Reproduce word for word the lines of the material below, everything from the line containing "instances of packed" down to the line containing "top-left (0, 233), bottom-right (498, 333)", with both of those lines included.
[Start of DATA PROVIDED]
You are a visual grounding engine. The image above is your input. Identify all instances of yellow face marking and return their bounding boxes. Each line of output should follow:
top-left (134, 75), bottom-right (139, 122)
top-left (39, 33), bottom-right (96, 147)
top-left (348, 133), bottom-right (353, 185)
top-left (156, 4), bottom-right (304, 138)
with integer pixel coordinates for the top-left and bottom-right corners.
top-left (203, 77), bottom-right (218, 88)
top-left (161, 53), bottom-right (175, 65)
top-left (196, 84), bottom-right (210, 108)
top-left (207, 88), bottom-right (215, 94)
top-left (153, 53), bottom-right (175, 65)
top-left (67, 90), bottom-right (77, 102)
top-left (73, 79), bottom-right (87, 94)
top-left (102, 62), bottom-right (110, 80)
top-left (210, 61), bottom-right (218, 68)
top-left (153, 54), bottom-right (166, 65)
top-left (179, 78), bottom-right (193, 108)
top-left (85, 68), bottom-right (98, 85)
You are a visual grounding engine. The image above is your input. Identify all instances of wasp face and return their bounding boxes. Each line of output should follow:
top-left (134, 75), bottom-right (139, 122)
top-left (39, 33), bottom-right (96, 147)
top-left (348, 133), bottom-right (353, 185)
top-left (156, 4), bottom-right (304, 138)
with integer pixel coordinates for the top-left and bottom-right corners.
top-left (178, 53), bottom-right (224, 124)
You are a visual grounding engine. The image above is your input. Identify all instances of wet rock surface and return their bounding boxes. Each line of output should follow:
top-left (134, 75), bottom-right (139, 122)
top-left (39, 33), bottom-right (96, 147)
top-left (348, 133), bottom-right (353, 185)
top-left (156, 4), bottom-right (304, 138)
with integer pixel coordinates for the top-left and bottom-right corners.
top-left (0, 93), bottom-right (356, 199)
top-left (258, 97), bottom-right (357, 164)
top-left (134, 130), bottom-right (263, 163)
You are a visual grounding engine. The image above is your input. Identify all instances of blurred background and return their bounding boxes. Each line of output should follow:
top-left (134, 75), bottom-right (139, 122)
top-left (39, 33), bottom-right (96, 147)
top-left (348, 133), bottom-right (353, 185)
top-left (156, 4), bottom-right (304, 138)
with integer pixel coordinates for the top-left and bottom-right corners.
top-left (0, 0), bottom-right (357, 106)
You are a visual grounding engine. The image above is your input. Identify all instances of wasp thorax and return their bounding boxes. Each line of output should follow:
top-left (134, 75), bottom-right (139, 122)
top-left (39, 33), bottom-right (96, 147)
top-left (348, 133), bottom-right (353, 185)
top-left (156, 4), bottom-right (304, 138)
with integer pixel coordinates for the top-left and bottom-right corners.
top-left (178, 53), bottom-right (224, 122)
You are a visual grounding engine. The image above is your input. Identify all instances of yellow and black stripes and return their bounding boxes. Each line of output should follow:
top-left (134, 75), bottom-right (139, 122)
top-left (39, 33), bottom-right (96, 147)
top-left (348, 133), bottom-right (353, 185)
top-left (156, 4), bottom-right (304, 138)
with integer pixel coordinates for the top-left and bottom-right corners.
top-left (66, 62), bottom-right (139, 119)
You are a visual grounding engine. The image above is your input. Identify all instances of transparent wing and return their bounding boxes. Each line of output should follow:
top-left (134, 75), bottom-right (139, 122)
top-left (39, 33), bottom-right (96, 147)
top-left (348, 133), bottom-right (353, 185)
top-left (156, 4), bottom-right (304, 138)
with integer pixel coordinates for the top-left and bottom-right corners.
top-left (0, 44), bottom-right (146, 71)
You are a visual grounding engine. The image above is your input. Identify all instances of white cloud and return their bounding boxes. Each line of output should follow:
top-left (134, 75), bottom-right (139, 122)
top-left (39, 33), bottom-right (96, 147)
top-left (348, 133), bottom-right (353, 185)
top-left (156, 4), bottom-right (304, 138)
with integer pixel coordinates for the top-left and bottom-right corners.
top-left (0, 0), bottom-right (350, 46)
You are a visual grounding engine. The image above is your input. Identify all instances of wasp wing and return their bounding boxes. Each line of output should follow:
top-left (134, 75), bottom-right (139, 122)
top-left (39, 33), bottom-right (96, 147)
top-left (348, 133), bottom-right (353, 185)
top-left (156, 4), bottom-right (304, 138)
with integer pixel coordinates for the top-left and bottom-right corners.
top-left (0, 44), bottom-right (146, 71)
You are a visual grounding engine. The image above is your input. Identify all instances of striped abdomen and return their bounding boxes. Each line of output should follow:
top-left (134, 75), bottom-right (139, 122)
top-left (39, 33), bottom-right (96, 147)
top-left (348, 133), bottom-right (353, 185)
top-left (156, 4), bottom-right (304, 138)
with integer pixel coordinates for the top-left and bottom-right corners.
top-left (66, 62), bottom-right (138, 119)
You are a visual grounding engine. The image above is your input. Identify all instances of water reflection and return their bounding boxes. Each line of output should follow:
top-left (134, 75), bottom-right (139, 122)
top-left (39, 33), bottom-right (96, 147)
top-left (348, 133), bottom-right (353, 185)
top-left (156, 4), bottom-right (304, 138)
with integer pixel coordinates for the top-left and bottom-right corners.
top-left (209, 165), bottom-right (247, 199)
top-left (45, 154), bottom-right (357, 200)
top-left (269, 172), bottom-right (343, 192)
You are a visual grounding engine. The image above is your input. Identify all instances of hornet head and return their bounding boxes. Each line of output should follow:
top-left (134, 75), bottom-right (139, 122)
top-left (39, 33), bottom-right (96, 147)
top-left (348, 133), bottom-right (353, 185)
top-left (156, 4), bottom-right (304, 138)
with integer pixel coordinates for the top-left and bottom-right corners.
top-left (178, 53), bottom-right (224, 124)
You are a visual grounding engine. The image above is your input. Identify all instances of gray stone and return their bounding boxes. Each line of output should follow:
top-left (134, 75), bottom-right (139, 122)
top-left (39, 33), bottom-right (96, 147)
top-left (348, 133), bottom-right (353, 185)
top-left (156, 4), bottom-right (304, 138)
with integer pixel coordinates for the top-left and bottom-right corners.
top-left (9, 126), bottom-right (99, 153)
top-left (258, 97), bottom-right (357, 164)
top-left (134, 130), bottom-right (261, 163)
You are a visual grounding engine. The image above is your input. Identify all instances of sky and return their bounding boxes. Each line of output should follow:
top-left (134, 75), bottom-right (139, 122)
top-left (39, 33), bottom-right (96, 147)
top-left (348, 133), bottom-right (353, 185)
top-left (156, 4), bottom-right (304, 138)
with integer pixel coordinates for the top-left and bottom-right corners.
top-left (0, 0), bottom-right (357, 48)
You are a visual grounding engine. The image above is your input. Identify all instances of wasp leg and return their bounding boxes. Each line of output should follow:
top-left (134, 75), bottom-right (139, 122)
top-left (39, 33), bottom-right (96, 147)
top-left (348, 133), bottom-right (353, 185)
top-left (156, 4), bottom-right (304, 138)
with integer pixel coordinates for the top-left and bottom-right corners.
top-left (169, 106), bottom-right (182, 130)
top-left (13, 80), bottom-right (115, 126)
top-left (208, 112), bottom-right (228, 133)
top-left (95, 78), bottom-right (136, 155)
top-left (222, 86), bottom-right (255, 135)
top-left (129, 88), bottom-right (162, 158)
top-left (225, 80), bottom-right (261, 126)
[End of DATA PROVIDED]
[Start of DATA PROVIDED]
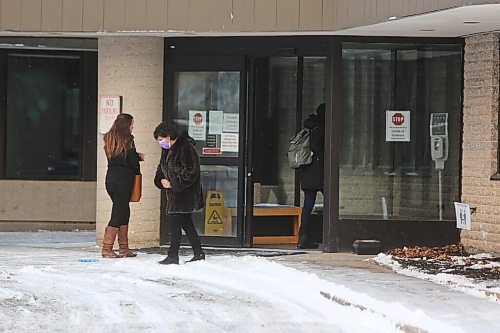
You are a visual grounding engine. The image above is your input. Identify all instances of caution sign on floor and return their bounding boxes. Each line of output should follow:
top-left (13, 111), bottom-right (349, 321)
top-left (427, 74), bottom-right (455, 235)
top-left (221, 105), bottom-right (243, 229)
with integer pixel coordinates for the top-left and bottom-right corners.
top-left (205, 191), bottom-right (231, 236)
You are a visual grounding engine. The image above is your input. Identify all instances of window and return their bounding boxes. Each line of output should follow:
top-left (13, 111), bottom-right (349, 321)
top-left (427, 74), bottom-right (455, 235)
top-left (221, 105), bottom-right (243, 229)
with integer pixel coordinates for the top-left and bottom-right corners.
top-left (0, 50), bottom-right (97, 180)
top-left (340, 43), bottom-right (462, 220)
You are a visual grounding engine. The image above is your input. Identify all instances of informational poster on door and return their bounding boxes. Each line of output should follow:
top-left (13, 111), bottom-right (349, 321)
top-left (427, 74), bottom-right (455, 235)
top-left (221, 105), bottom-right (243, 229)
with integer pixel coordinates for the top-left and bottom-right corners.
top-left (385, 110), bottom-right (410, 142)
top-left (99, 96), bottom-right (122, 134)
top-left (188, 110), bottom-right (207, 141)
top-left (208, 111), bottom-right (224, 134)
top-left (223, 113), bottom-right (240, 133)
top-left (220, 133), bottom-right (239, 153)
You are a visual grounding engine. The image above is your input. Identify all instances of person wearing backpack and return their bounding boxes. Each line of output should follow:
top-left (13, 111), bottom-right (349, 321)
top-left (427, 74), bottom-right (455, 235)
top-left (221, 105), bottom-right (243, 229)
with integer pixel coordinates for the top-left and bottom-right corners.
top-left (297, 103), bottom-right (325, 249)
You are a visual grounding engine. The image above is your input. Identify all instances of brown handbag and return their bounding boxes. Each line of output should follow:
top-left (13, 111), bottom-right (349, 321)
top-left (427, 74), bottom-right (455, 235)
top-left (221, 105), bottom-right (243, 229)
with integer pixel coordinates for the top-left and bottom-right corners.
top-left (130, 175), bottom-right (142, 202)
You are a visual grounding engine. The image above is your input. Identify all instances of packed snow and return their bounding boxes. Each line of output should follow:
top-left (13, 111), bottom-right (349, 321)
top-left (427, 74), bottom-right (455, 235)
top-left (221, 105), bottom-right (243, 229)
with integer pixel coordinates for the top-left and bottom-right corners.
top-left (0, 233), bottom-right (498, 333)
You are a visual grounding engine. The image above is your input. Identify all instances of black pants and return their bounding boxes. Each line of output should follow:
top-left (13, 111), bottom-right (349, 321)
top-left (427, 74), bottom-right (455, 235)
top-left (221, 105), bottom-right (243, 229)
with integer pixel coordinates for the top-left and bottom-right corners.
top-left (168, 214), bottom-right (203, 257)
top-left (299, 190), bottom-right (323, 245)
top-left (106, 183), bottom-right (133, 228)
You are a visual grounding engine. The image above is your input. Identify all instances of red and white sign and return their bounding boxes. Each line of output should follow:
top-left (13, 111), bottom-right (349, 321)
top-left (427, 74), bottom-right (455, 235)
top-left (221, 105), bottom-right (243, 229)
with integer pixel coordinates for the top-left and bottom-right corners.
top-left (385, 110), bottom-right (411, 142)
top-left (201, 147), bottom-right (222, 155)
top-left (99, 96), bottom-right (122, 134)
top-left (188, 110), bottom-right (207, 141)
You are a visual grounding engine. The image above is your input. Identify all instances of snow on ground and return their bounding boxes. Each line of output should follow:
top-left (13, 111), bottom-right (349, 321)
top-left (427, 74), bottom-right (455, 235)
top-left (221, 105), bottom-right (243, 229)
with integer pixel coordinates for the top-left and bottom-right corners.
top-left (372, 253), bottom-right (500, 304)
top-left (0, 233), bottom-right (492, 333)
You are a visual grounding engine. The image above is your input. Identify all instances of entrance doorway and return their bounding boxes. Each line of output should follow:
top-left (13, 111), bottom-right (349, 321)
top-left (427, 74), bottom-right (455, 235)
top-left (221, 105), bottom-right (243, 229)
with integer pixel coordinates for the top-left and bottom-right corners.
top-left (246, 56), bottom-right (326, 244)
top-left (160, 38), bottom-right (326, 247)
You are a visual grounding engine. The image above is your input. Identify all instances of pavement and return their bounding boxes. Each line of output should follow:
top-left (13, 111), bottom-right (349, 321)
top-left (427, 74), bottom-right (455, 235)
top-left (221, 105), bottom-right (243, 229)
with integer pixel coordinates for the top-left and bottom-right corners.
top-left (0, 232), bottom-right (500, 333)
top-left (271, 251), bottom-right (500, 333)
[End of DATA PROVIDED]
**THE OUTPUT:**
You are a visual grounding engine. The image above is your input. Identify all instances of packed snow and return their bounding boxes. Each line of output should follow:
top-left (13, 111), bottom-right (349, 321)
top-left (427, 74), bottom-right (455, 235)
top-left (221, 105), bottom-right (243, 229)
with integer pixel coordinates for the top-left and bottom-right corners.
top-left (0, 233), bottom-right (498, 333)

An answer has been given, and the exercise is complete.